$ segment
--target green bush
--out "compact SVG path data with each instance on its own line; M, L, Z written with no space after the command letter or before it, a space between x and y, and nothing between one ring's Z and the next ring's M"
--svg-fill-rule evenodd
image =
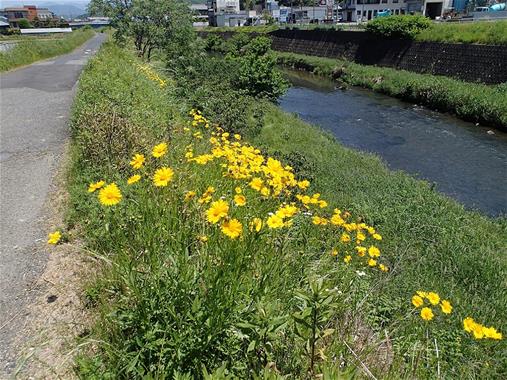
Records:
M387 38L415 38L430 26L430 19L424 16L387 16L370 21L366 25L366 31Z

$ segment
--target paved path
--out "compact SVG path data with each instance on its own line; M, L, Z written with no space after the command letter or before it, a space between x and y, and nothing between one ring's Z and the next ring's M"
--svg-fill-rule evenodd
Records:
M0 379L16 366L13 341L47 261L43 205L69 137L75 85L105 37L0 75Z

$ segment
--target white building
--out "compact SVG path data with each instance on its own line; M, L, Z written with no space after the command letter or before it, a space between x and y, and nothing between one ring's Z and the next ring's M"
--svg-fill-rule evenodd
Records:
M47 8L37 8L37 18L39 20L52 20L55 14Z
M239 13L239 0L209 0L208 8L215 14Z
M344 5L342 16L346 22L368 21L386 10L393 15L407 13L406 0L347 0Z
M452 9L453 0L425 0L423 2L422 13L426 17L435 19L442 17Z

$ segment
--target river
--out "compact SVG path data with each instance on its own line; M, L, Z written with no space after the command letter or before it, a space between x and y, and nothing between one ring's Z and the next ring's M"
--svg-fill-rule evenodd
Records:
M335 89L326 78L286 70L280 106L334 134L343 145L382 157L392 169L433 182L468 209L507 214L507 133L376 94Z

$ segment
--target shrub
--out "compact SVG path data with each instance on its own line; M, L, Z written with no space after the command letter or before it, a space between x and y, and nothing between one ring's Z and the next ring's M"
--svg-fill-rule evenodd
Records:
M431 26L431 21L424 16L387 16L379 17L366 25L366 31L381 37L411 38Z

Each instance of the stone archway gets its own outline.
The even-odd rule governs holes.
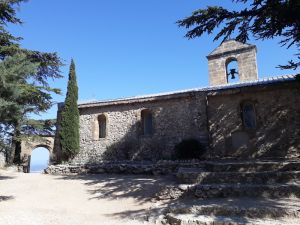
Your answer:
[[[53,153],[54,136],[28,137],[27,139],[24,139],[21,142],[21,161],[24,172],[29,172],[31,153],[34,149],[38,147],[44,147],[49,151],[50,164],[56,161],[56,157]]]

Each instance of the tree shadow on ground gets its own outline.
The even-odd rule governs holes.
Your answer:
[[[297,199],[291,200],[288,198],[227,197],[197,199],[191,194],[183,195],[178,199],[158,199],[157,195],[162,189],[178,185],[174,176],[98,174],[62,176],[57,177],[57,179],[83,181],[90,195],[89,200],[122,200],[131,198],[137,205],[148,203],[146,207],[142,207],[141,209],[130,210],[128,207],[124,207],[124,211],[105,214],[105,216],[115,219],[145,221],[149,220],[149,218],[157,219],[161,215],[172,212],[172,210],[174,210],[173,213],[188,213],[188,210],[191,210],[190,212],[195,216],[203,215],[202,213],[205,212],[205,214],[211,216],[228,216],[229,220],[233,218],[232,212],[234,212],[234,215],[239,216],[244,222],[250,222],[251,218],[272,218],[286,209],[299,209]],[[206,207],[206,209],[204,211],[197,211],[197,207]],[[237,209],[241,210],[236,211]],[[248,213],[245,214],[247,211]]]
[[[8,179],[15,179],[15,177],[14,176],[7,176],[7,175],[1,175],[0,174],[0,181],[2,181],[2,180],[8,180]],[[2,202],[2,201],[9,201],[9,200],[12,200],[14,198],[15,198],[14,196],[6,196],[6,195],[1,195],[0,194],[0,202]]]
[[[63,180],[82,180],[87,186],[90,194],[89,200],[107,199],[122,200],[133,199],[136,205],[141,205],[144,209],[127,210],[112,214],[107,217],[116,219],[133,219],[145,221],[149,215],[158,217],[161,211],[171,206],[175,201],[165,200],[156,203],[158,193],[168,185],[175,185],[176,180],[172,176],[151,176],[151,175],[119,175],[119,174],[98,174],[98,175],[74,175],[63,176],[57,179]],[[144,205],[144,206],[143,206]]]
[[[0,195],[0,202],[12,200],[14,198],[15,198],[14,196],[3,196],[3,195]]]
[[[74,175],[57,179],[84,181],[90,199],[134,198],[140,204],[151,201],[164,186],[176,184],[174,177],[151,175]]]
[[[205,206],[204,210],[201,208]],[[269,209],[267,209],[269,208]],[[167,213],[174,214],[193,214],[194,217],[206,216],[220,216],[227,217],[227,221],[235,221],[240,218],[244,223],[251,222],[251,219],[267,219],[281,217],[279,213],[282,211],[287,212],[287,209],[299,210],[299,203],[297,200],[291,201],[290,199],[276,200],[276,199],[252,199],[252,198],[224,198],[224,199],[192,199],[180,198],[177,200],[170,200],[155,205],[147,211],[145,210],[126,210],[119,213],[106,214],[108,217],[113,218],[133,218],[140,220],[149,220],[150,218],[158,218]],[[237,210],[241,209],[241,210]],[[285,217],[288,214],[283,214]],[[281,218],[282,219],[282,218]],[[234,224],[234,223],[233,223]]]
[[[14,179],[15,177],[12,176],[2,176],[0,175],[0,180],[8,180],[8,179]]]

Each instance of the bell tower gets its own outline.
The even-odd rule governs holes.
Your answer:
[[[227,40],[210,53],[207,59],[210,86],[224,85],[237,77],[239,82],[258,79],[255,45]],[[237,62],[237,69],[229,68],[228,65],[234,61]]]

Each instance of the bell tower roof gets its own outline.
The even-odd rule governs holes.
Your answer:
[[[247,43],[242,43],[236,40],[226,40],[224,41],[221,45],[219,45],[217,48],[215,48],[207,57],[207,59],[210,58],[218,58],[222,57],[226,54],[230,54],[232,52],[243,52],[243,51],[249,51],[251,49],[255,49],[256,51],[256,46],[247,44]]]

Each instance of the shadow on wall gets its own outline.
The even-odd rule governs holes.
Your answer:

**PROBLEM**
Please write out, exactly as they appear, the line that contains "Each instance of the bell tower roof" and every line after it up to the end of the entries above, and no others.

**ANSWER TO THIS EXERCISE**
Each instance of the bell tower roof gets its own outline.
The even-odd rule governs holes.
Your answer:
[[[247,43],[242,43],[236,40],[226,40],[224,41],[221,45],[219,45],[217,48],[215,48],[207,57],[207,59],[210,58],[218,58],[222,57],[226,54],[230,54],[232,52],[243,52],[243,51],[249,51],[251,49],[255,49],[256,51],[256,46],[247,44]]]

Each instance of the shadow on wall gets its own outline.
The even-odd rule governs holes.
Your answer:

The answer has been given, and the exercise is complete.